PROMPT
Show each line of the data below in which "tower" occurs.

SOURCE DATA

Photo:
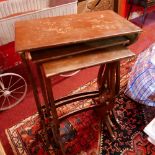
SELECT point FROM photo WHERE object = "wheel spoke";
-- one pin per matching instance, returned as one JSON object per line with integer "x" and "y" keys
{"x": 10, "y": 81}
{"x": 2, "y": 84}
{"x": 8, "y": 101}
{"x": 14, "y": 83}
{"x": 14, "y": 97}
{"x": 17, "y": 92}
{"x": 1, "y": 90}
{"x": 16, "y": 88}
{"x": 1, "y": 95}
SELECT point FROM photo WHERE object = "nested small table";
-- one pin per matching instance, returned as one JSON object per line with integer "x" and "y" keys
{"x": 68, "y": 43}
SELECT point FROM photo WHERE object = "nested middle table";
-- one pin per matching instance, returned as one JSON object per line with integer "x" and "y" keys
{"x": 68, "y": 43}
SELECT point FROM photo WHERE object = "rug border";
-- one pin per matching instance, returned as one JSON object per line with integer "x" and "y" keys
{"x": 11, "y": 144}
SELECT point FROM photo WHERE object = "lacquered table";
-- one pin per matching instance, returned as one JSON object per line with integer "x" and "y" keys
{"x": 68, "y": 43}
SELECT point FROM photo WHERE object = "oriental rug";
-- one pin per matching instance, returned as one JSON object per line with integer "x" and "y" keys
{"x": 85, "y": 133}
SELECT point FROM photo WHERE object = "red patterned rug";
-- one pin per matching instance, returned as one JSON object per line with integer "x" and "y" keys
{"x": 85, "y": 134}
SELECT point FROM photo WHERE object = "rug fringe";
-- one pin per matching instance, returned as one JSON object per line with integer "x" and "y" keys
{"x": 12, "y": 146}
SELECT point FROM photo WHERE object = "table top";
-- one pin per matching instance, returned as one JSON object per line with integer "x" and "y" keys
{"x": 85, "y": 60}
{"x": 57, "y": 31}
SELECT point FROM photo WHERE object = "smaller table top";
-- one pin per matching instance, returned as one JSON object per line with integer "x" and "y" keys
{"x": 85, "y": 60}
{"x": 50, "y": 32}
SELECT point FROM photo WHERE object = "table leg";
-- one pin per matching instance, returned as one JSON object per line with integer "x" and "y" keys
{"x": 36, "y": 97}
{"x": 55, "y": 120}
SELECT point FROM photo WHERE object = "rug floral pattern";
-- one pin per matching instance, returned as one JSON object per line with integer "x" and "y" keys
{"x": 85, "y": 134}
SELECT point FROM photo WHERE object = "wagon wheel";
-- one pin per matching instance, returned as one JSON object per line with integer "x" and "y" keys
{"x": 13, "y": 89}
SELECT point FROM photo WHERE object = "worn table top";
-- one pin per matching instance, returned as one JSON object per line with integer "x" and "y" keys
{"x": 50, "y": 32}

---

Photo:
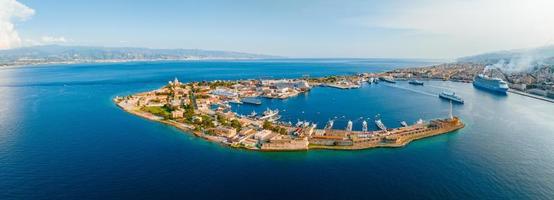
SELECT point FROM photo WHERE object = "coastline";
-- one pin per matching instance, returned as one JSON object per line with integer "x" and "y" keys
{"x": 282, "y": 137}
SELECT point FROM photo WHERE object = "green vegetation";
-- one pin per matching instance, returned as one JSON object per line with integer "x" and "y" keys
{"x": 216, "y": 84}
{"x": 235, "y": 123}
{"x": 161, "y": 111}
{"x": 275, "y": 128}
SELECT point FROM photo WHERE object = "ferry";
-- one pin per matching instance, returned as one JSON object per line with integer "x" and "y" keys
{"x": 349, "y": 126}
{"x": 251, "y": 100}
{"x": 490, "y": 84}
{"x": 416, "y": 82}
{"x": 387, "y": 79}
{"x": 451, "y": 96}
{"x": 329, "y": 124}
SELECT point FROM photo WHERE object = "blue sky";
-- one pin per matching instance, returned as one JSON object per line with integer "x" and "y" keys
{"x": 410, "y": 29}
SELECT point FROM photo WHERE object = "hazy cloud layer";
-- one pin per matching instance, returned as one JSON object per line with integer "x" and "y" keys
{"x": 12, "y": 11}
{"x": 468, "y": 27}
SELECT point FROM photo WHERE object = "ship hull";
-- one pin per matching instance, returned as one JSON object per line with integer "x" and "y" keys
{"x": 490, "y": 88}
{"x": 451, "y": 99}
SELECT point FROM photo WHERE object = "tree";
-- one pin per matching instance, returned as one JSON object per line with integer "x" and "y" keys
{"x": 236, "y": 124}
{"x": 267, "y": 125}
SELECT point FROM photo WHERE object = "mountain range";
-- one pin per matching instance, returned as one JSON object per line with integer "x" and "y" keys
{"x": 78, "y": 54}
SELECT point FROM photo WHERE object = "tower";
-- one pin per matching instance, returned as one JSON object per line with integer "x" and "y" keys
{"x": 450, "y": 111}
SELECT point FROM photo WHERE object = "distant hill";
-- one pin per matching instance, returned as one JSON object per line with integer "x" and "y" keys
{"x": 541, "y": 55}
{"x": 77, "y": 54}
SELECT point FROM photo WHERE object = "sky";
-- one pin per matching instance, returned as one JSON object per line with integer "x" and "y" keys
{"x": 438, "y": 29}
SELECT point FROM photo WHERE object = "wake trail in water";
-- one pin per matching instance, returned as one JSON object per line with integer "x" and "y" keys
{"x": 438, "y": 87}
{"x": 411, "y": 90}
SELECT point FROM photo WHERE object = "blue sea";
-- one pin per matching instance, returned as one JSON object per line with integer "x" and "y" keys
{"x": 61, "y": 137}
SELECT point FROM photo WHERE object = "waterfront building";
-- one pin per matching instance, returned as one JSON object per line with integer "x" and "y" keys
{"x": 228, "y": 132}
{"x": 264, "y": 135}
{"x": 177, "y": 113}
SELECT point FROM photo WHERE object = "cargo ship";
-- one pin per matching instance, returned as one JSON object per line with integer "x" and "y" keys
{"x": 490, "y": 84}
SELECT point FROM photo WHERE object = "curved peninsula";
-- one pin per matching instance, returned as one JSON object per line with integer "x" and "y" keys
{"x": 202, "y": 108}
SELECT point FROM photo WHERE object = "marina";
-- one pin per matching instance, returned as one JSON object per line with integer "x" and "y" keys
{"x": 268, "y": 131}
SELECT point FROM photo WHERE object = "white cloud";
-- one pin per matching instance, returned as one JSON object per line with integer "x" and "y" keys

==

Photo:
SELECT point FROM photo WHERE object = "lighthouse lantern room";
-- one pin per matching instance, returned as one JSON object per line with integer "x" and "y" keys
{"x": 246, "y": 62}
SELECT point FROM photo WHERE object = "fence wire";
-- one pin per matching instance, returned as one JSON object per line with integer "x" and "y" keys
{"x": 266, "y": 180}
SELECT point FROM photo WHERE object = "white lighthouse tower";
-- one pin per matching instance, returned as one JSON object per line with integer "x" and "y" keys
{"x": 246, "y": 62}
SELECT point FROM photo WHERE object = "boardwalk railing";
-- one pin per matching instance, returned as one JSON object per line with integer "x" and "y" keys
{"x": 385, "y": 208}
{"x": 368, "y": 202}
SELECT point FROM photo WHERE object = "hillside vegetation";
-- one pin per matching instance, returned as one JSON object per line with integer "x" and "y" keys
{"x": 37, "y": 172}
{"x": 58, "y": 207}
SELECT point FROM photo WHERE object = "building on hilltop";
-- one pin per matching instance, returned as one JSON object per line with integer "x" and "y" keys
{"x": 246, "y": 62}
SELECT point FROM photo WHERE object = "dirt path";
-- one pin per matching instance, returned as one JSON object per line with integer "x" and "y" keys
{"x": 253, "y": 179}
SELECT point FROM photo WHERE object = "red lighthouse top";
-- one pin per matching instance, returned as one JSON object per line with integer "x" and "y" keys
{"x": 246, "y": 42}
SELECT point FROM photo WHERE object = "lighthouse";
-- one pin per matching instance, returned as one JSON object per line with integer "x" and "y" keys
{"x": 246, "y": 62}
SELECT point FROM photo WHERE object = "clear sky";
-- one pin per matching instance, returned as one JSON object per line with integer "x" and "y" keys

OUTPUT OF THE TASK
SELECT point FROM photo WHERE object = "tower";
SELECT point FROM photo WHERE object = "white lighthouse tower";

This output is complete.